Text extract:
---+---

24 Nov 19

Week of catching up with this website, new recipes, new thoughts about how to make it better with help from Alex. On the cooking front, getting into a happy routine of good husbandry, making leftovers sing as completely different meals but still discombobulated by not having to come up with five new Dinner Tonight recipes from my much missed Times column. Happy outcomes for spatchcocked poussin, lamb ragu, devilled kidneys on toast and pheasant stew. On the restaurant front a very happy discovery that Six Portland Road has mastered the perfect potato confit recipe even though, with impressive understatement, they call it fried potatoes (at £4 a pop, a complete bargain). I wish this place was on my doorstep. It’s now firmly established as a very successful local restaurant and doesn’t need to worry about competition from the new Julies down the road at Clarendon Cross. They have a lot of catching up to do.

Sunday

Took the train into Richmond to meet a friend for the 10.30am showing of The Marriage. I’ve heard so many good reports but been warned that it’s a serious weepie. It certainly is and not recommended if you have had a recent romantic bust up, particularly if there are children involved. It raked up a few past memories for me but fortunately life has moved on and all the bad stuff was long ago put to bed. Did some food shopping on the way home so I could have a late lunch sandwich and then head up to my study and the ever-hungry computer. Had just settled down to do some writing when a friend who’d been to a Christening near by popped in for a cuppa. We had a good old chin wag, then Red and I walked down to the tube with her. All thoughts of work now firmly gone, so light the fire and think about supper. I’d bought myself a poussin and some bacon on my shopping expedition, so spatchcocked the bird by cutting out the backbone with kitchen scissors, cracked it flat with the heel of my hand and spread it out over a bundle of thyme. A smear of oil, squeeze of lemon and splash of white wine and then into a hot oven for 20 minutes until the skin turned crisp and golden. I also peeled a couple of potatoes, cut them into chunky thin scraps and smeared them with oil to roast alongside, adding scraps of bacon for the last 10 minutes. With frozen petits pois and gravy made in the roasting juices, this was a lovely Home Alone feast with leftovers.

---+---

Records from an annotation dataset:
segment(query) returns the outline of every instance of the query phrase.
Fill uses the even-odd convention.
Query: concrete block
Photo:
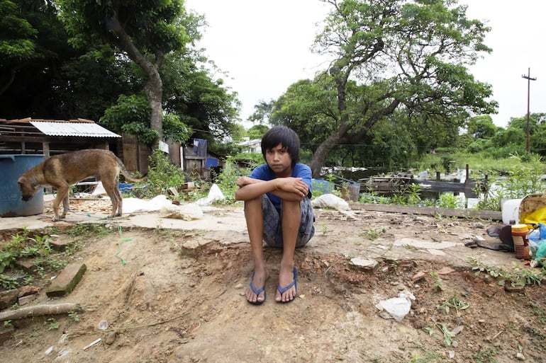
[[[53,280],[45,294],[49,297],[62,296],[69,294],[78,284],[85,273],[87,267],[82,263],[74,263],[65,267]]]

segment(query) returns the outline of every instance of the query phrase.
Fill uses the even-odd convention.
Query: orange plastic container
[[[530,258],[529,227],[527,226],[527,224],[514,224],[511,229],[516,258],[528,260]]]

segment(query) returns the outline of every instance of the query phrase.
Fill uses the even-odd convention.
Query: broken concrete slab
[[[48,297],[62,296],[69,294],[78,284],[87,270],[82,263],[74,263],[65,267],[45,291]]]

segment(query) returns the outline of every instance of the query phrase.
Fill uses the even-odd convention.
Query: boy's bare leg
[[[279,272],[279,286],[284,287],[294,281],[294,255],[296,251],[296,240],[301,221],[301,209],[299,202],[282,201],[282,260]],[[296,287],[292,287],[281,295],[277,289],[275,301],[286,302],[296,296]]]
[[[248,237],[250,240],[250,253],[254,261],[254,278],[252,284],[256,289],[260,289],[265,284],[267,271],[262,250],[264,221],[262,212],[262,196],[245,202],[245,219],[247,221]],[[247,288],[247,300],[250,302],[263,301],[265,299],[265,291],[257,296],[250,287]]]

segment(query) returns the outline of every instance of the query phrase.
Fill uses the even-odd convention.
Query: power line
[[[531,78],[530,68],[527,69],[527,76],[523,74],[521,77],[527,79],[527,139],[525,140],[525,150],[529,152],[529,95],[530,94],[531,81],[536,81],[537,78]]]

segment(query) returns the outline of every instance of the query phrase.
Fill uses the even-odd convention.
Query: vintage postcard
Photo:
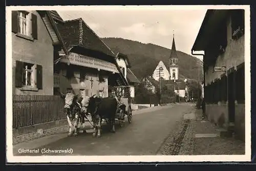
[[[250,161],[249,6],[9,6],[6,47],[8,162]]]

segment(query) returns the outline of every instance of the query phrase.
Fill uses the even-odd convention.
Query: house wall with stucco
[[[232,38],[231,17],[227,20],[227,44],[225,52],[219,55],[216,60],[215,66],[226,66],[227,70],[237,66],[244,62],[245,57],[245,37],[244,35],[237,40]],[[207,57],[208,52],[205,51]],[[221,76],[225,72],[214,72],[215,66],[209,66],[204,74],[205,76],[205,86],[217,78],[220,79]],[[236,91],[239,91],[237,90]],[[204,95],[205,96],[205,94]],[[228,102],[219,102],[218,104],[212,104],[206,103],[206,114],[208,118],[213,123],[218,124],[224,128],[228,127]],[[238,104],[235,101],[235,133],[241,139],[244,140],[245,136],[245,104]]]

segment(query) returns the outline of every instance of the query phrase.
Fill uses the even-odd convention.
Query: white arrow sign
[[[214,67],[214,71],[215,72],[225,71],[226,71],[226,67],[225,67],[225,66],[215,66]]]

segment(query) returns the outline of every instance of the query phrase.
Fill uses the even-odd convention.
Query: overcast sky
[[[83,11],[57,11],[65,20],[82,18],[100,37],[120,37],[168,48],[174,30],[176,49],[191,55],[206,9],[89,7]]]

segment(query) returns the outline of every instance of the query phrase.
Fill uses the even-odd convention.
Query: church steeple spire
[[[169,73],[170,80],[178,80],[179,79],[179,66],[178,65],[178,56],[174,40],[174,31],[173,38],[173,44],[169,57]]]
[[[172,45],[172,51],[170,52],[170,59],[178,58],[176,52],[176,47],[175,46],[175,41],[174,40],[174,33],[173,38],[173,45]]]

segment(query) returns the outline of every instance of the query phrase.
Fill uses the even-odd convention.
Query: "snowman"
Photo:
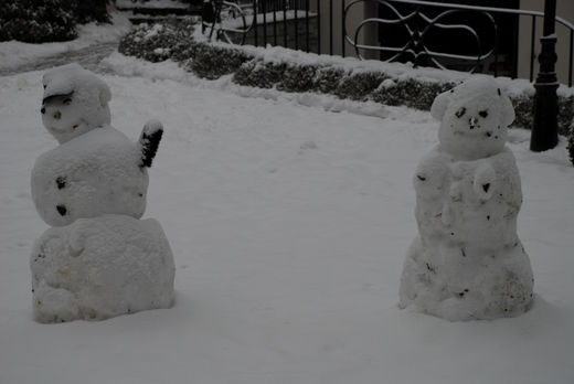
[[[173,302],[173,256],[161,225],[140,220],[147,168],[162,135],[148,121],[137,142],[110,126],[108,86],[77,64],[43,77],[42,122],[59,146],[32,169],[32,198],[52,227],[30,266],[40,322],[103,320]]]
[[[415,175],[419,235],[407,253],[400,307],[450,321],[513,317],[533,300],[530,260],[517,235],[522,204],[506,146],[514,110],[490,77],[438,95],[439,143]]]

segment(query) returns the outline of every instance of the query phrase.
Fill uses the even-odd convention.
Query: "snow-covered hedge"
[[[233,75],[233,82],[286,92],[316,92],[353,100],[405,105],[429,110],[434,98],[469,74],[405,64],[361,62],[283,47],[231,46],[210,43],[191,19],[163,24],[140,24],[124,38],[119,52],[151,62],[171,58],[201,77]],[[533,87],[527,81],[497,78],[508,89],[517,113],[513,125],[531,128]],[[559,93],[559,129],[568,135],[574,120],[574,92]],[[572,139],[574,141],[574,139]],[[574,151],[574,150],[573,150]]]
[[[76,24],[107,22],[108,0],[3,0],[0,1],[0,41],[26,43],[68,41]]]

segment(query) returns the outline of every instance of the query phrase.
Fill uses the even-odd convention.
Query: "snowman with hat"
[[[173,256],[146,210],[147,169],[162,126],[138,141],[110,125],[108,86],[77,64],[43,76],[42,122],[59,146],[32,169],[32,198],[51,225],[30,267],[40,322],[103,320],[173,303]]]

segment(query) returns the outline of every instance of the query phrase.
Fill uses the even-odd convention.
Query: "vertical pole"
[[[317,0],[317,54],[321,54],[321,0]]]
[[[341,0],[341,56],[344,57],[344,0]]]
[[[259,44],[257,26],[257,0],[253,0],[253,32],[255,33],[255,46]]]
[[[534,61],[536,53],[534,52],[534,41],[536,40],[536,17],[532,15],[532,38],[530,40],[530,83],[534,79]]]
[[[305,44],[306,52],[309,53],[309,0],[305,0]]]
[[[559,100],[556,89],[555,63],[557,60],[554,33],[556,0],[544,1],[544,29],[540,38],[542,45],[539,62],[540,72],[534,83],[534,125],[530,138],[530,149],[542,152],[556,147],[559,142],[557,115]]]
[[[273,2],[273,45],[277,45],[277,0]]]
[[[287,1],[288,0],[283,0],[283,46],[285,47],[288,47],[287,34],[289,32],[287,29]]]
[[[333,0],[329,0],[329,54],[333,55]]]
[[[299,8],[299,4],[297,1],[294,1],[295,2],[295,9],[294,9],[294,12],[295,12],[295,51],[299,50],[299,21],[297,20],[297,10]]]
[[[263,46],[267,47],[267,1],[262,1],[262,12],[263,12]]]

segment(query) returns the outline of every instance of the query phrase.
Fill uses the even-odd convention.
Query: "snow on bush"
[[[533,276],[517,234],[520,175],[508,147],[510,99],[491,78],[440,94],[431,113],[439,145],[414,175],[413,242],[400,303],[447,320],[512,317],[530,309]]]
[[[158,25],[158,24],[157,24]],[[290,51],[210,43],[193,19],[167,21],[162,28],[142,24],[120,43],[119,52],[151,62],[171,58],[200,77],[233,74],[240,85],[287,92],[317,92],[353,100],[373,100],[429,110],[434,98],[472,75],[417,70],[403,64],[358,62]],[[199,28],[199,26],[198,26]],[[151,36],[146,36],[151,34]],[[158,50],[161,49],[161,50]],[[513,126],[532,128],[533,88],[525,81],[498,78],[509,88],[517,119]],[[559,89],[560,90],[560,89]],[[574,92],[559,93],[559,131],[567,135],[574,119]]]

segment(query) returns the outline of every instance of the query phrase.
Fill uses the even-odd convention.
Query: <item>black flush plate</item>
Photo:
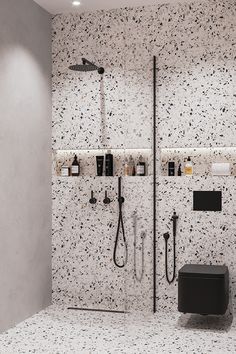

---+---

Work to do:
Decide whether each statement agrees with the diary entry, answering yes or no and quoting the words that settle it. (a) The showing of The Marriage was in the evening. (b) The bacon roasted alongside the potatoes for the whole cooking time. (c) The spatchcocked poussin went into a hot oven for 20 minutes.

Task answer:
(a) No: "the 10.30am showing of The Marriage"
(b) No: "adding scraps of bacon for the last 10 minutes"
(c) Yes: "into a hot oven for 20 minutes until the skin turned crisp and golden"